• CHECK YOUR UNDERSTANDING:
- A) From the case summary, return the passage between "Because the complaint" and "inmate’s alleged injury.", inclusive.
- B) Condense the paragraph of the case summary that begins "DeJesus was a prisoner at Chester County Prison" into a bulleted list that keeps its main facts.

[[ EXTRACT, beginning ]]

Prisoner • Inadequate Medical Treatment • Prison Food and Services • 42 U.S.C. §1983
DeJesus v. Aramark Food Service, Inc., PICS Case No. 14-0084 (E.D. Pa. Jan. 14, 2014) Sánchez, J. (10 pages).
The court dismissed with prejudice the prisoner’s complaint for violations of his constitutional rights.
DeJesus was a prisoner at Chester County Prison between May and October 2013. He alleged that the food he received while incarcerated was preserved with citric acid, which caused sores in his mouth, throat and digestive system. DeJesus did receive medical services while in prison. DeJesus additionally alleged that various items in the prison canteen were overpriced. He also claimed there was black mold growing in the showers which created air quality conditions that placed inmates at risk of cancer.
The complaint named as defendants three individuals who worked at the prison as well as Aramark Correctional Services and Chester County. Defendants moved to dismiss under Rule 12(b)(6) for failure to state a claim.
To state a claim for inadequate medical treatment, a plaintiff must demonstrate: (1) that the defendants were deliberately indifferent to the plaintiff’s medical needs; and (2) that those needs were objectively serious.
A private corporation such as Aramark may only be liable for Eighth Amendment violations under §1983 if it deliberately chose not to take reasonable steps to address a substantial risk of serious harm to an inmate. DeJesus failed to adequately plead that his injuries were caused by any deliberate action on the part of Aramark. He also failed to establish that the county or any of the individual defendants acted with deliberate indifference. Where medical professionals are providing treatment to an inmate, non-medical employees are entitled to defer to them.
With regard to Aramark and Chester County, the court stated that either could potentially be liable under the following circumstances: (1) a municipal policy or custom caused a constitutional violation; and (2) through deliberate conduct, the municipality or private company was the moving force behind the alleged injury. A municipality may be liable for an employee’s conduct that implements an official policy or practice. However, a municipality is not liable for an employee’s conduct that violates a citizen’s constitutional rights under a respondeat superior theory of liability.
Because the complaint did not allege deliberate conduct by an employee that met the standard for a constitutional violation, the court held the prisoner’s impermissible reliance on the theory of respondeat superior required dismissal. The court found no facts which indicated that either Aramark or Chester County had an official policy or custom which was a moving force behind the inmate’s alleged injury.
The claim against Aramark for overpricing food items at the prison canteen was dismissed as being vague. DeJesus did not allege what injury he suffered or which of his constitutional or statutory rights had been violated. Likewise, the claim regarding mold and air quality issues was dismissed, because DeJesus failed to assert any particularized injury or grounds for relief.

[[ EXTRACT, end ]]
[[ RECORDS SUPPLIED, beginning ]]

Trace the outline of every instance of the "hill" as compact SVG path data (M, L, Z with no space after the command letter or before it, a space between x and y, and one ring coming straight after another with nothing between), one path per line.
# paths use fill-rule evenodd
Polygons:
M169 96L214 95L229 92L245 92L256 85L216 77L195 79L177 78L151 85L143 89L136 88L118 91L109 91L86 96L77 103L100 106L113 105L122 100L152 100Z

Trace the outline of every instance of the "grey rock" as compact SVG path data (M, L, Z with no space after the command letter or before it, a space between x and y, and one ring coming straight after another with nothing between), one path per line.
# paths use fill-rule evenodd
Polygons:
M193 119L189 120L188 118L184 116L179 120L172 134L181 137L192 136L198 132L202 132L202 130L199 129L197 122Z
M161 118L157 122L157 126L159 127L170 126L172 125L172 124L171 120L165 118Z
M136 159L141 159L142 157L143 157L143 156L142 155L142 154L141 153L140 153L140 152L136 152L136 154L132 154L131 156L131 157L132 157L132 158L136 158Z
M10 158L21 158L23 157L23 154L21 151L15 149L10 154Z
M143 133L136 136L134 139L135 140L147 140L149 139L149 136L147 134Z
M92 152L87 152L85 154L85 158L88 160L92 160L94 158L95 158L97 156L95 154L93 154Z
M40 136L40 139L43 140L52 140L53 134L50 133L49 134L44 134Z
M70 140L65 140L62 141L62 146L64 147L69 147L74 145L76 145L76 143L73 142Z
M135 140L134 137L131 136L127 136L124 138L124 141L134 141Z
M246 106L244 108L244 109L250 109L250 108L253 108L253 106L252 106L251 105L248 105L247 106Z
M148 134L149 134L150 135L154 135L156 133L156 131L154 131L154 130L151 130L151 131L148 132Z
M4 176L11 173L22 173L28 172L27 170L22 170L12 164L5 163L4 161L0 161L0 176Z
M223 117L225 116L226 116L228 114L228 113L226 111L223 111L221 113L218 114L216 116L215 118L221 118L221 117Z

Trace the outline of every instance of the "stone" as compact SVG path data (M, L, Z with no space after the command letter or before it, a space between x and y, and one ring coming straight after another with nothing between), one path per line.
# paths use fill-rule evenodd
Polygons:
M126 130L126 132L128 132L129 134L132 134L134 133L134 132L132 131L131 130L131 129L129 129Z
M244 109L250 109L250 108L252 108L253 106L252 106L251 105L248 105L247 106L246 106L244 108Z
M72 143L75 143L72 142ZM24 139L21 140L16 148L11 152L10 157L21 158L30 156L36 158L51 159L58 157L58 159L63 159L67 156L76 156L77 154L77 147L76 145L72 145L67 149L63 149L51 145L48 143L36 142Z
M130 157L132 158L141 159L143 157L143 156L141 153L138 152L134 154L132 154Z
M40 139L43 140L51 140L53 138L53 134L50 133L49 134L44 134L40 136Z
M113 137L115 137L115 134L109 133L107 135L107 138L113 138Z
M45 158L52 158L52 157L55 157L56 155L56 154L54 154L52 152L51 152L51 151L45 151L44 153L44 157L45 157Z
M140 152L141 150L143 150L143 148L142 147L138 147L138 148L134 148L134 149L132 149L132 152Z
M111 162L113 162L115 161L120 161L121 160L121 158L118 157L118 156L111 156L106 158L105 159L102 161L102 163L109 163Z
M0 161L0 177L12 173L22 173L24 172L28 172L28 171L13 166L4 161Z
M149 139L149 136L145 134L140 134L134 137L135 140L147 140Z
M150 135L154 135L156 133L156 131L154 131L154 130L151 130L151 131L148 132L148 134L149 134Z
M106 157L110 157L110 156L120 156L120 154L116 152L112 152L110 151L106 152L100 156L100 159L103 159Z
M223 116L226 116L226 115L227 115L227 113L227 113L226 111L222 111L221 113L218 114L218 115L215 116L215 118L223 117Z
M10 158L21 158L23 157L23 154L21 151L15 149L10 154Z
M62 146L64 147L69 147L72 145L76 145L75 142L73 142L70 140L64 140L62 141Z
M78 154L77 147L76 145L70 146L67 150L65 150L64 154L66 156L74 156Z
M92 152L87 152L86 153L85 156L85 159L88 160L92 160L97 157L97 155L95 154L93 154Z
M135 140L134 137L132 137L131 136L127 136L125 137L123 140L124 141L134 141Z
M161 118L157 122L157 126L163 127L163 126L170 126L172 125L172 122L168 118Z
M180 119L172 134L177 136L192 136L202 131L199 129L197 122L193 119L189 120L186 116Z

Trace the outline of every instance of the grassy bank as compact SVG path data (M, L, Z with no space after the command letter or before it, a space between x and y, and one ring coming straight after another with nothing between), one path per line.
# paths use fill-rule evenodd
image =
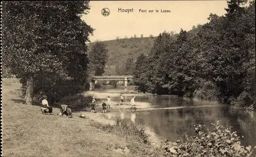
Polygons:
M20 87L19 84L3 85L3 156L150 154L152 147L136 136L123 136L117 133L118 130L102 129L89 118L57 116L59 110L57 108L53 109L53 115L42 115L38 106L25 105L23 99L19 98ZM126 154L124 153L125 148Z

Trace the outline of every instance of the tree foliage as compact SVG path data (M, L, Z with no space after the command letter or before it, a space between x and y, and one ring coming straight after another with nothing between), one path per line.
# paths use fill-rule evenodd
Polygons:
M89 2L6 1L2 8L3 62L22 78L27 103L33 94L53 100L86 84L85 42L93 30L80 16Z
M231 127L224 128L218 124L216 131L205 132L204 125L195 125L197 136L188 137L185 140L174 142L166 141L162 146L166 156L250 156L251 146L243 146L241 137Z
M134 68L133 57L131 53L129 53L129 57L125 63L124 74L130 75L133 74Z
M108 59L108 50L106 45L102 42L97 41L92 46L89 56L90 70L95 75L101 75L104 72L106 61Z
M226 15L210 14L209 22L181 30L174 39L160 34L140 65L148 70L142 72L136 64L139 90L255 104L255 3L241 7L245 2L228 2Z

[[ RECORDS SUPPLIED, end ]]
[[ RECORDS SUPPLIED, beginning ]]

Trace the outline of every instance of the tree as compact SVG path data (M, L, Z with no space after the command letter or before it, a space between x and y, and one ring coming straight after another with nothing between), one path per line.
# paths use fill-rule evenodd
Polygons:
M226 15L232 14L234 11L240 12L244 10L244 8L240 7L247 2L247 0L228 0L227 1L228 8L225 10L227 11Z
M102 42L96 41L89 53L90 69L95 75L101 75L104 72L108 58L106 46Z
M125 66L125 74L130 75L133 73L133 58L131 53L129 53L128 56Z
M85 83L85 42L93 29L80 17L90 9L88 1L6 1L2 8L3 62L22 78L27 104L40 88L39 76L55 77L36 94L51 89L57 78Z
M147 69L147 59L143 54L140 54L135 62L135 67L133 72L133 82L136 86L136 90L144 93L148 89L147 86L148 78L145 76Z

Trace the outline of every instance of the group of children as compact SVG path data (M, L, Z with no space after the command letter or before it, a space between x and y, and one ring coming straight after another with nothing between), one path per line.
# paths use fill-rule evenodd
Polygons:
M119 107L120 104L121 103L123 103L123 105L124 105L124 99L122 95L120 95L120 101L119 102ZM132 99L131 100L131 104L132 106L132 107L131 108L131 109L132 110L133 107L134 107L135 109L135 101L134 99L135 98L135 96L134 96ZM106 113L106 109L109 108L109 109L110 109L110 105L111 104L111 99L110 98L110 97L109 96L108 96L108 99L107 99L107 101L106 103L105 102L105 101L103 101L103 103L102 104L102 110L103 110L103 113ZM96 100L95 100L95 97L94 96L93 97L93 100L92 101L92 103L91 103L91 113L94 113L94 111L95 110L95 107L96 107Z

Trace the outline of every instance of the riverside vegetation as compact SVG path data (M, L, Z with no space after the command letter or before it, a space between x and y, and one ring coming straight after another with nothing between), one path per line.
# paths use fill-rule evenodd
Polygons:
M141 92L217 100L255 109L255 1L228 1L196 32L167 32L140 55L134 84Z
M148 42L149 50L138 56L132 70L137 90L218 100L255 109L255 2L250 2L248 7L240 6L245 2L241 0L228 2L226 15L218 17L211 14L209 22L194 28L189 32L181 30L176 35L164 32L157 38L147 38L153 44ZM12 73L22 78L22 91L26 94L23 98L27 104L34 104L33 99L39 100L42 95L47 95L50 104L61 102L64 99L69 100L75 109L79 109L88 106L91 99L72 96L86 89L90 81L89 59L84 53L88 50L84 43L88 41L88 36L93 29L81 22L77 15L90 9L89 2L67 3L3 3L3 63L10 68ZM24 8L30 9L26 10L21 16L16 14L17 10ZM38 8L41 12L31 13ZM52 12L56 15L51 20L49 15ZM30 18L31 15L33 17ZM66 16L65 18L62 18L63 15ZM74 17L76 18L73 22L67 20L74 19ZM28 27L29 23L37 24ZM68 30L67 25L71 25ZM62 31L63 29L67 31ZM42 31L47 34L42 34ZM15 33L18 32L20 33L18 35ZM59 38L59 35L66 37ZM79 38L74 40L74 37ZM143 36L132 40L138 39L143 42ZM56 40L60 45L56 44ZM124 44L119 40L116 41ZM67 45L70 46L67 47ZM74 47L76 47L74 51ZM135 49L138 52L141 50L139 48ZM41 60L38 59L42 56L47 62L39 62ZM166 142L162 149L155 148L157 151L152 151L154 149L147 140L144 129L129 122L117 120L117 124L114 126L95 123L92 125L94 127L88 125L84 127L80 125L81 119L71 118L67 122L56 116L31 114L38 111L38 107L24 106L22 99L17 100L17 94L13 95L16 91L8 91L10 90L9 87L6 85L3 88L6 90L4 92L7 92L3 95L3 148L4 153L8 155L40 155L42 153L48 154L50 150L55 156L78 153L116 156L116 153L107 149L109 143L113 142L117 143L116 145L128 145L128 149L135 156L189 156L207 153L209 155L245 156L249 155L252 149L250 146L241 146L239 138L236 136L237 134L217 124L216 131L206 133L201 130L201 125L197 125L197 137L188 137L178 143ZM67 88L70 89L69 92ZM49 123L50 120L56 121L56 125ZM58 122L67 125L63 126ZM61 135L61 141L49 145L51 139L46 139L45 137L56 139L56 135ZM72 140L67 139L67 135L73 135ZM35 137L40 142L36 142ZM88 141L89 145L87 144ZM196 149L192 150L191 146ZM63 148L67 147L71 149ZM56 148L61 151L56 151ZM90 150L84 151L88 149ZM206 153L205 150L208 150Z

[[ RECORDS SUPPLIED, end ]]

• TASK-BY-TASK SOLUTIONS:
- A)
Because the complaint did not allege deliberate conduct by an employee that met the standard for a constitutional violation, the court held the prisoner’s impermissible reliance on the theory of respondeat superior required dismissal. The court found no facts which indicated that either Aramark or Chester County had an official policy or custom which was a moving force behind the inmate’s alleged injury.

- B)
- DeJesus was held at Chester County Prison from May to October 2013.
- He alleged that the prison food was preserved with citric acid, which caused sores in his mouth, throat and digestive system.
- He did receive medical services while in prison.
- He alleged that various items in the prison canteen were overpriced.
- He claimed that black mold in the showers created air quality conditions that put inmates at risk of cancer.